▸ **WHAT TO DO**
Count the lines in the items below that contain the word "woman". Reply with the number alone.

[Object location annotation data]
----
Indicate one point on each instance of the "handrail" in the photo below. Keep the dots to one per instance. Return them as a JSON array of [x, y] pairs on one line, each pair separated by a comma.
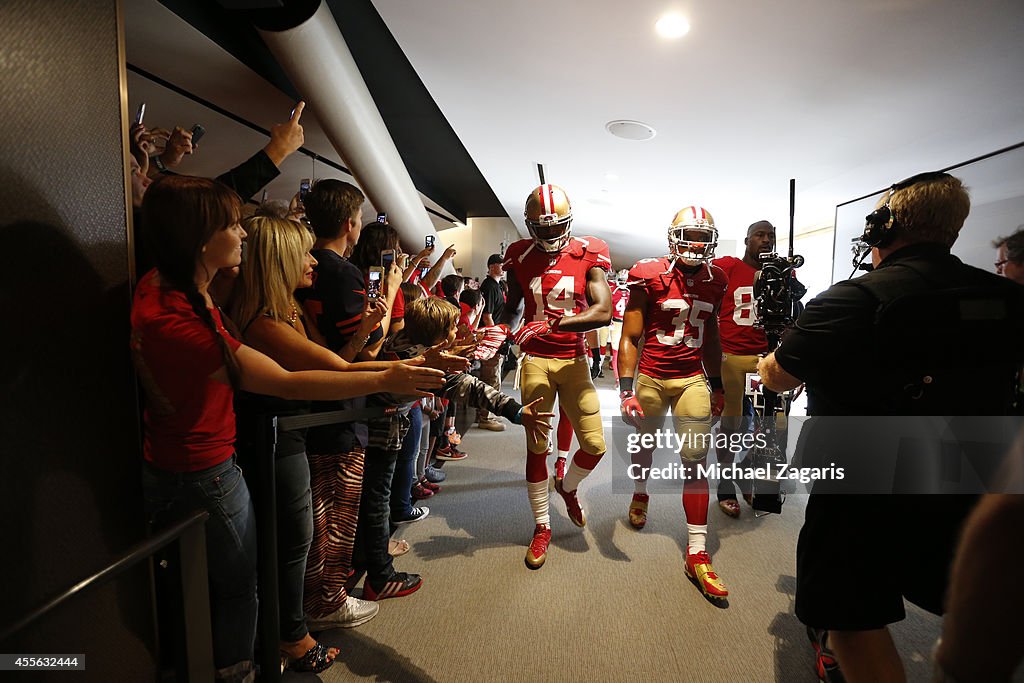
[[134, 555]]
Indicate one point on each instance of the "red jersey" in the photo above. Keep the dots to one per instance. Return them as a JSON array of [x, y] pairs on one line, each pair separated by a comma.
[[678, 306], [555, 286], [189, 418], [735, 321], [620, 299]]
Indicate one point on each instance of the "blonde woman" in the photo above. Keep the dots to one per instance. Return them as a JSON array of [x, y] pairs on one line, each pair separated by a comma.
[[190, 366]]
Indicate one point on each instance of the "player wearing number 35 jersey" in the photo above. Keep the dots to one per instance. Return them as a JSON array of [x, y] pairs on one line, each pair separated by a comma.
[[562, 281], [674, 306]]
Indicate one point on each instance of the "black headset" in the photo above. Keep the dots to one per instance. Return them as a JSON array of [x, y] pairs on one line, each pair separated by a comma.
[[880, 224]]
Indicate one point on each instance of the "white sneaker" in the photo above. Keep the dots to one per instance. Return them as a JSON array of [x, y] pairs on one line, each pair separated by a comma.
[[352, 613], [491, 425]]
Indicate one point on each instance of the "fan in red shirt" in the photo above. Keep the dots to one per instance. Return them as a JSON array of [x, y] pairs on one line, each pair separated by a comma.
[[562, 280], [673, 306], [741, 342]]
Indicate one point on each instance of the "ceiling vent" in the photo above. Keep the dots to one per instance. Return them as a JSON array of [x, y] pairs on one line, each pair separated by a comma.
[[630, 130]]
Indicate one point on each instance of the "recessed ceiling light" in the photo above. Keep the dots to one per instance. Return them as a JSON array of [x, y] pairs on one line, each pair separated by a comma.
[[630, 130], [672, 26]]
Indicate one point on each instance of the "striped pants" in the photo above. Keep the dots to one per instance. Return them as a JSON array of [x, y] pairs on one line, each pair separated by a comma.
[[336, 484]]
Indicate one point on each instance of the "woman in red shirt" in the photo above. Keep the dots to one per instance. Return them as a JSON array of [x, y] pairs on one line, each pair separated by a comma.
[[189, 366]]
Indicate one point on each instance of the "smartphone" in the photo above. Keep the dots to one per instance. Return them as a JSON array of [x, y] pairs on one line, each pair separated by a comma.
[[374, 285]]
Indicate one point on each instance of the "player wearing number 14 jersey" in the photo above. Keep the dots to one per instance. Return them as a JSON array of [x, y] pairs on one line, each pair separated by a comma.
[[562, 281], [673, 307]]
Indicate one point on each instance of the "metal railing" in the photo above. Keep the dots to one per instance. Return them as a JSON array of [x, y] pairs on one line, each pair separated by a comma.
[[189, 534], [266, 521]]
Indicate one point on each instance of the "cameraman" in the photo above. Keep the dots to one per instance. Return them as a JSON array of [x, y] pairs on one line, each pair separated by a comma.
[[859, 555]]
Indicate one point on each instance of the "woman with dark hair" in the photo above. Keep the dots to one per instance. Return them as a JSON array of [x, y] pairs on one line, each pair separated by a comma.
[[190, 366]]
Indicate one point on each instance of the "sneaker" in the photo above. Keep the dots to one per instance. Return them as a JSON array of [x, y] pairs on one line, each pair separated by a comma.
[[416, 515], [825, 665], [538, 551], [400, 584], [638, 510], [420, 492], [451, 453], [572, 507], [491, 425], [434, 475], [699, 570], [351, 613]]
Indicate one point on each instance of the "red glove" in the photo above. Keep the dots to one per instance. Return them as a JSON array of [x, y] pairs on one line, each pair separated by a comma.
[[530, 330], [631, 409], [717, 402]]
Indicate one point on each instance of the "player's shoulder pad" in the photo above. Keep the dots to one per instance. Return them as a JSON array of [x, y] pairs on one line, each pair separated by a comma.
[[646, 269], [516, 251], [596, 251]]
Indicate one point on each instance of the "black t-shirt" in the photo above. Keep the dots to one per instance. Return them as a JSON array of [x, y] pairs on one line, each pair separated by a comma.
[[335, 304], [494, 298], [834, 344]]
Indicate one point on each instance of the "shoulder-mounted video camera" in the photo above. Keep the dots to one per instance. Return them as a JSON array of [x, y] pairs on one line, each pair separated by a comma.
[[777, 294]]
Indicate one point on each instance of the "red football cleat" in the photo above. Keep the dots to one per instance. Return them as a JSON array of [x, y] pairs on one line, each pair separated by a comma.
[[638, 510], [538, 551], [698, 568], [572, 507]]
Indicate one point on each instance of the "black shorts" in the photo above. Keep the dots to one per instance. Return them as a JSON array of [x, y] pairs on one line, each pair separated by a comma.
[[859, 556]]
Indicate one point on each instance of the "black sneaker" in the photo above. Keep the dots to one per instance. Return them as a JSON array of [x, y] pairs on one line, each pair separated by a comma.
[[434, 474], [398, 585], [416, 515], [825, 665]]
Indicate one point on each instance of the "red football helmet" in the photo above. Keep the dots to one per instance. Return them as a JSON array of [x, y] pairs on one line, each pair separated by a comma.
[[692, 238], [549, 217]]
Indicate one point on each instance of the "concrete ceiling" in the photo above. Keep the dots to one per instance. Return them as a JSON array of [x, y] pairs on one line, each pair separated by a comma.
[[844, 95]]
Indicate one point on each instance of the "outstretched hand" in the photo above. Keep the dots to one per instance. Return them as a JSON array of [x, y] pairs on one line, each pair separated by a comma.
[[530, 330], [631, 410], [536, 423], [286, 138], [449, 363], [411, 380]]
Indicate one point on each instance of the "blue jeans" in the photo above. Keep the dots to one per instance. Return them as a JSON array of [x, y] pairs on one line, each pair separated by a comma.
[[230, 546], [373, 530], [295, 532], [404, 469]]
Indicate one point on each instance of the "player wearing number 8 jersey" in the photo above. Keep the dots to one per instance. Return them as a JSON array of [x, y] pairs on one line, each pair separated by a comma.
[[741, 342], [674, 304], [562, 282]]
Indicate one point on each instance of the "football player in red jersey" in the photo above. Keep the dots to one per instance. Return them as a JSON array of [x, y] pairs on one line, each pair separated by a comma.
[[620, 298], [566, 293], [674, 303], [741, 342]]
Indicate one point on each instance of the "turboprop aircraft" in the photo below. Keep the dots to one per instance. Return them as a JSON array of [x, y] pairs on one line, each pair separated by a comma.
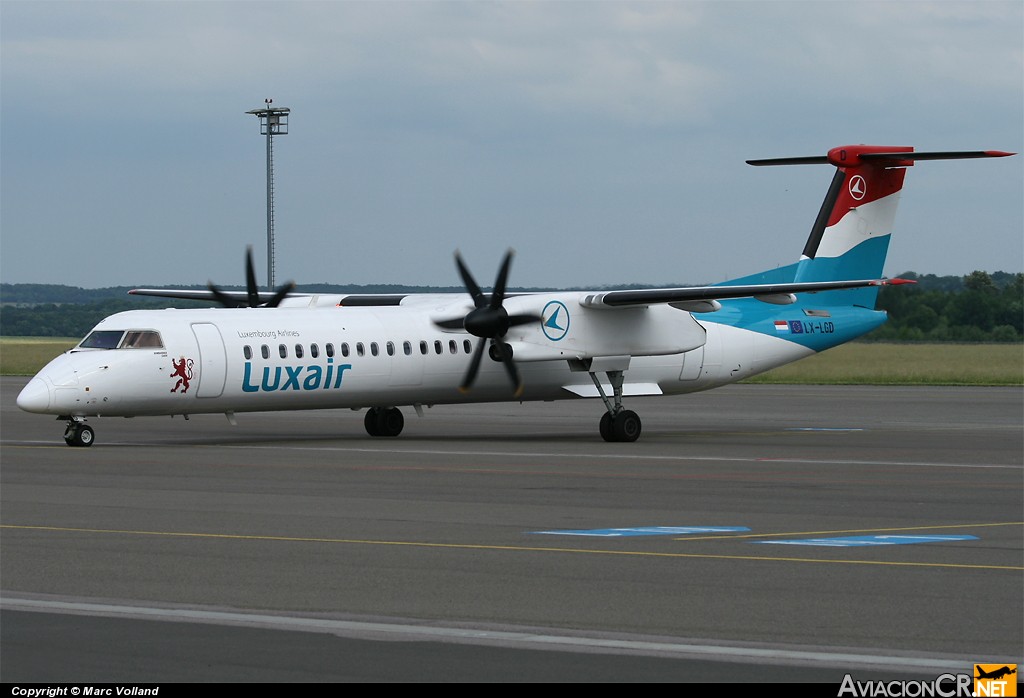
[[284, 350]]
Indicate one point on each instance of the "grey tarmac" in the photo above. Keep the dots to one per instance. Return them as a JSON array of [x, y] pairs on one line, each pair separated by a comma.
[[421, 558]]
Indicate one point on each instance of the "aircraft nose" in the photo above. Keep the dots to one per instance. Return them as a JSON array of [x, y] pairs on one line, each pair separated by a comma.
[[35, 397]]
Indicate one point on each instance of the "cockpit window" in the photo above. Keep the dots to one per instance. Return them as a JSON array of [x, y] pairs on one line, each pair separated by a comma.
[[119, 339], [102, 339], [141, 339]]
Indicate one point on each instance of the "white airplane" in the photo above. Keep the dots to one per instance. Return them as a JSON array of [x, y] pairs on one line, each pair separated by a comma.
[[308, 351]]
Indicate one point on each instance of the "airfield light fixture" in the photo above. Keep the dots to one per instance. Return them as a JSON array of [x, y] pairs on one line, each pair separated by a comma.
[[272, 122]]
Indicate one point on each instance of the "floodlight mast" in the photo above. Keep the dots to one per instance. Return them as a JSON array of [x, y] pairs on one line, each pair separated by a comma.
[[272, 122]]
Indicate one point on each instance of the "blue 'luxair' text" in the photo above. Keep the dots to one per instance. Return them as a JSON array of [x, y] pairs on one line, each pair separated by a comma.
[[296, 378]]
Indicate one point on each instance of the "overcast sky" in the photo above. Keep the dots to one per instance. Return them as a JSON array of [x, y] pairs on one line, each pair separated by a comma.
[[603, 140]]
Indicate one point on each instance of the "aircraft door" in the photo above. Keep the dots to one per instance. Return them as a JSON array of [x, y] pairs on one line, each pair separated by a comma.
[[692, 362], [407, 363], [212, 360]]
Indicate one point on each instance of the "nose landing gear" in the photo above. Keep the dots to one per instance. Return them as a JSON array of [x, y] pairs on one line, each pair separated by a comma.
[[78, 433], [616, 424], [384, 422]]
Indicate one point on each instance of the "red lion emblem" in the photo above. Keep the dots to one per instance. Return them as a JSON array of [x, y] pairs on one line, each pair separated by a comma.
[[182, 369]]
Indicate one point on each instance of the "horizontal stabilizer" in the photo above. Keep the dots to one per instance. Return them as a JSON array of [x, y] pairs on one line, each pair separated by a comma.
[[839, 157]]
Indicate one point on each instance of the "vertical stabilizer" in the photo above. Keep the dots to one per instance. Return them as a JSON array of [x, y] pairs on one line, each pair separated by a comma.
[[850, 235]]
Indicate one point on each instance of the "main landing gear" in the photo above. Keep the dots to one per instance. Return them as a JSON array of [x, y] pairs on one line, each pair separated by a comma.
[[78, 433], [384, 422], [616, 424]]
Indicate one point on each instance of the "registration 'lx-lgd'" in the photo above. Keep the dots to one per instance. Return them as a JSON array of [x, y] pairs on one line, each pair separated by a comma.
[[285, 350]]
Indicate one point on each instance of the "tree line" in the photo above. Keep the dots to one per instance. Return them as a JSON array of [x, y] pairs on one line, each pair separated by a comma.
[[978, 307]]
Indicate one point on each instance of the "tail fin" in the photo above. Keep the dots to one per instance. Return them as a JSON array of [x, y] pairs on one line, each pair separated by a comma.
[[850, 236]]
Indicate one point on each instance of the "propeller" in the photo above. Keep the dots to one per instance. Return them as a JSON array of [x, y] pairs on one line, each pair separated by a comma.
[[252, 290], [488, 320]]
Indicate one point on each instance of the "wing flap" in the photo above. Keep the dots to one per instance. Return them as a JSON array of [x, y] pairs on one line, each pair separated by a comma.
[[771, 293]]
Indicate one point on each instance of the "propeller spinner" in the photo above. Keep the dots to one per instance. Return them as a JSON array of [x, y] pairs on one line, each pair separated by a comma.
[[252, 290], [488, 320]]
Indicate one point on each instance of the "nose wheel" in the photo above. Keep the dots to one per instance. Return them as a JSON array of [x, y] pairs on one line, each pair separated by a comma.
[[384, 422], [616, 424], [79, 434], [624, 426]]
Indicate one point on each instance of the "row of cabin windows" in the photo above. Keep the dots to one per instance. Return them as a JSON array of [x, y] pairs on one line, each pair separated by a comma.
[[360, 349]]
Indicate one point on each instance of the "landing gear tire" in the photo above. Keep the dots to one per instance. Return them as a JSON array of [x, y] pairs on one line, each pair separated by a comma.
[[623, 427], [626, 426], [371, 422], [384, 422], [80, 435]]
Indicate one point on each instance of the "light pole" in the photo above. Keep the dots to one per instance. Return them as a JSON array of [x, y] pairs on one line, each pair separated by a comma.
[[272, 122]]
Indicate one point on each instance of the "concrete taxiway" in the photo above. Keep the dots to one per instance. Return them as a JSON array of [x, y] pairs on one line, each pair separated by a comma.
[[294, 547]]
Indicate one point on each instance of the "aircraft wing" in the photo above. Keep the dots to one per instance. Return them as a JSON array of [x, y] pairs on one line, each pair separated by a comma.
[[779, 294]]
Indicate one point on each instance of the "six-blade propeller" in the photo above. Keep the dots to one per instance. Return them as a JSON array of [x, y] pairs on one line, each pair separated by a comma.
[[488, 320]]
----
▸ **PROBLEM SOLUTION**
3